§ **Dataset entries**
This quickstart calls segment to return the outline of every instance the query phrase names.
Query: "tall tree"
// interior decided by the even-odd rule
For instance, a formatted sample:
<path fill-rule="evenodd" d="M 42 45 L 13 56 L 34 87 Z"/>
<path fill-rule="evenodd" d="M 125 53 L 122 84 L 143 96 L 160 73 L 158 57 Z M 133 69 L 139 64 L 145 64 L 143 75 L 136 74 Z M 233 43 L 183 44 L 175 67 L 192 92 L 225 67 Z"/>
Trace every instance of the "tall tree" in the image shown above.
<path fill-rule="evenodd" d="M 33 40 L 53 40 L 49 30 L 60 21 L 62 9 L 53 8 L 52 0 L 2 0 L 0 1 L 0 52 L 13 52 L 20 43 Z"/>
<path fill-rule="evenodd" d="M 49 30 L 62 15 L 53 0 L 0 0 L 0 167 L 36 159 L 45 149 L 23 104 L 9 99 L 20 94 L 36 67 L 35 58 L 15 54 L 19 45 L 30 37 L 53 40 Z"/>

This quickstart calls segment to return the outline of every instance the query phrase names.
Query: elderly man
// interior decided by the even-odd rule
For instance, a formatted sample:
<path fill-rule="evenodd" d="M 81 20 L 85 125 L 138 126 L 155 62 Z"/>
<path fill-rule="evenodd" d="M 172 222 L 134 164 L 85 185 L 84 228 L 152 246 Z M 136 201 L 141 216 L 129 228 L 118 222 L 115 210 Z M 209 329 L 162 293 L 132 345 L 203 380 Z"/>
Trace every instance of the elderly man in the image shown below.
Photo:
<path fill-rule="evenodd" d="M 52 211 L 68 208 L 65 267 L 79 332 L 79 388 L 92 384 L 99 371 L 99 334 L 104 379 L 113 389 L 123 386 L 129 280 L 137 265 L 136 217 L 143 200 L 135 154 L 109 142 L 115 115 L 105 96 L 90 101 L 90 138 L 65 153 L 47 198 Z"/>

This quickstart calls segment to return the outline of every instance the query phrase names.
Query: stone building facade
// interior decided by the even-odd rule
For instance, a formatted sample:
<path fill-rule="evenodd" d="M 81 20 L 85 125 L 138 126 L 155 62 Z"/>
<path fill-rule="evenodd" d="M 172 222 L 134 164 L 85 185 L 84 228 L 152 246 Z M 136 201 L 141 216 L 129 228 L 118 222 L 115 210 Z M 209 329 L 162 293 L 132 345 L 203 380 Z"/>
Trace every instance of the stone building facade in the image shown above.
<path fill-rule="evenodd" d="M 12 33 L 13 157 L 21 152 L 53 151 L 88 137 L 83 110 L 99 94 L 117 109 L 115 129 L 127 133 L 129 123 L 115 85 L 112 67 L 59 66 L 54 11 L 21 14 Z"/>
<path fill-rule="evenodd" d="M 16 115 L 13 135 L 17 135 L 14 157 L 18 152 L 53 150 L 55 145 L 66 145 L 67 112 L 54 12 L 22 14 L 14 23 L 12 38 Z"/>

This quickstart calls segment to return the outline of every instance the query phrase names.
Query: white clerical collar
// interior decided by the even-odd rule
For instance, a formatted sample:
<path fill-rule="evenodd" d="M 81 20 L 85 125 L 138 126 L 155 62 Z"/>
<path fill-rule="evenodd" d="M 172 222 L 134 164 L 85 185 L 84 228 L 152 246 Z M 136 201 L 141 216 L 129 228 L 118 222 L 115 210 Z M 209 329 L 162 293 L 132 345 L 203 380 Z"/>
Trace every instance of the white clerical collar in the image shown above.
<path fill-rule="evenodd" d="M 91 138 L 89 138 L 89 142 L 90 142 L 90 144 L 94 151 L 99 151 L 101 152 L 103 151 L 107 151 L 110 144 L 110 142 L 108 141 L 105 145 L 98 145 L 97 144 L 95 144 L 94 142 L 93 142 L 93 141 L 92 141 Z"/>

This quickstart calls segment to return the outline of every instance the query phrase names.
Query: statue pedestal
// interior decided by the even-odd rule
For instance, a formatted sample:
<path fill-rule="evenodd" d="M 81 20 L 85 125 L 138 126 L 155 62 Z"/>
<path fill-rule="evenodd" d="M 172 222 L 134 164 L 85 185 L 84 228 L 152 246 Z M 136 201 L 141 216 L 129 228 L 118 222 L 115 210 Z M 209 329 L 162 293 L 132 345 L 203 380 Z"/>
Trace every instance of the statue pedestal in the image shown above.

§ **Aim of the exercise**
Reproduce each of the items above verbatim, keeping every line and character unchanged.

§ **Result**
This quickstart calls segment to return the outline of every instance the query phrase names.
Query: "tall tree"
// interior decided by the even-odd rule
For instance, a formatted sample:
<path fill-rule="evenodd" d="M 42 45 L 13 56 L 34 87 Z"/>
<path fill-rule="evenodd" d="M 125 53 L 122 84 L 143 96 L 160 73 L 158 57 Z M 133 69 L 139 64 L 145 64 L 143 75 L 136 74 Z M 233 43 L 183 44 L 175 67 L 192 92 L 225 67 Z"/>
Trace every instance of the "tall tree" in the image shown above.
<path fill-rule="evenodd" d="M 33 40 L 53 40 L 49 30 L 60 21 L 62 9 L 53 8 L 52 0 L 2 0 L 0 1 L 0 52 L 13 52 L 20 43 Z"/>
<path fill-rule="evenodd" d="M 49 30 L 62 15 L 53 0 L 0 0 L 0 167 L 36 159 L 45 149 L 23 104 L 9 99 L 20 94 L 36 67 L 35 58 L 15 54 L 19 45 L 30 37 L 53 40 Z"/>

This quickstart calls segment to return the outline of every instance the query phrase names.
Query: elderly man
// interior decided by the even-odd rule
For instance, a formatted sample:
<path fill-rule="evenodd" d="M 81 20 L 85 125 L 138 126 L 155 62 Z"/>
<path fill-rule="evenodd" d="M 172 222 L 134 164 L 85 185 L 84 228 L 152 246 Z M 136 201 L 141 216 L 129 228 L 118 222 L 115 210 Z M 209 329 L 162 293 L 132 345 L 203 380 Z"/>
Trace every instance of the elderly man in the image shown below.
Photo:
<path fill-rule="evenodd" d="M 52 211 L 68 208 L 65 267 L 79 332 L 79 388 L 92 384 L 99 371 L 99 334 L 104 379 L 113 389 L 123 386 L 129 280 L 137 265 L 136 217 L 143 200 L 135 154 L 109 142 L 115 115 L 105 96 L 90 101 L 90 138 L 65 153 L 47 198 Z"/>

This quickstart calls segment to return the outline of every instance the query phrase names.
Query: stone building facade
// interior decided by the even-odd rule
For instance, a formatted sample:
<path fill-rule="evenodd" d="M 81 20 L 85 125 L 138 126 L 155 62 Z"/>
<path fill-rule="evenodd" d="M 172 222 L 134 164 L 85 185 L 84 228 L 152 246 Z M 136 201 L 141 216 L 129 228 L 118 222 L 115 210 Z M 209 329 L 162 293 L 132 345 L 203 380 Z"/>
Trace every instance of the stone building facade in the image shown above.
<path fill-rule="evenodd" d="M 12 33 L 13 157 L 21 152 L 53 151 L 88 137 L 83 110 L 99 94 L 117 109 L 115 129 L 127 133 L 129 123 L 115 85 L 112 67 L 59 66 L 54 11 L 21 14 Z"/>
<path fill-rule="evenodd" d="M 16 115 L 13 135 L 17 135 L 14 157 L 18 152 L 53 150 L 55 145 L 66 145 L 67 112 L 54 12 L 22 14 L 14 23 L 12 38 Z"/>

This quickstart calls segment to return the outline of every instance the query phrase names.
Query: white clerical collar
// interior decided by the even-odd rule
For instance, a formatted sample:
<path fill-rule="evenodd" d="M 81 20 L 85 125 L 138 126 L 155 62 Z"/>
<path fill-rule="evenodd" d="M 172 222 L 134 164 L 85 185 L 84 228 L 152 246 Z M 136 201 L 141 216 L 129 228 L 118 222 L 115 210 Z M 209 329 L 162 293 L 132 345 L 203 380 Z"/>
Trace every instance of the white clerical collar in the image shown above.
<path fill-rule="evenodd" d="M 91 138 L 89 138 L 89 142 L 90 142 L 90 144 L 94 151 L 99 151 L 101 152 L 103 151 L 107 151 L 110 144 L 110 142 L 108 141 L 105 145 L 98 145 L 97 144 L 95 144 L 94 142 L 93 142 L 93 141 L 92 141 Z"/>

This quickstart calls segment to return the outline of every instance the query phrase names.
Query: statue pedestal
// interior decided by the even-odd rule
For instance, a formatted sample:
<path fill-rule="evenodd" d="M 81 20 L 85 125 L 138 126 L 155 62 Z"/>
<path fill-rule="evenodd" d="M 172 222 L 134 164 L 85 185 L 84 228 L 152 246 Z M 136 201 L 141 216 L 129 228 L 118 222 L 115 210 Z M 209 329 L 162 293 L 132 345 L 203 380 Z"/>
Trace every instance of the statue pedestal in the image shown above.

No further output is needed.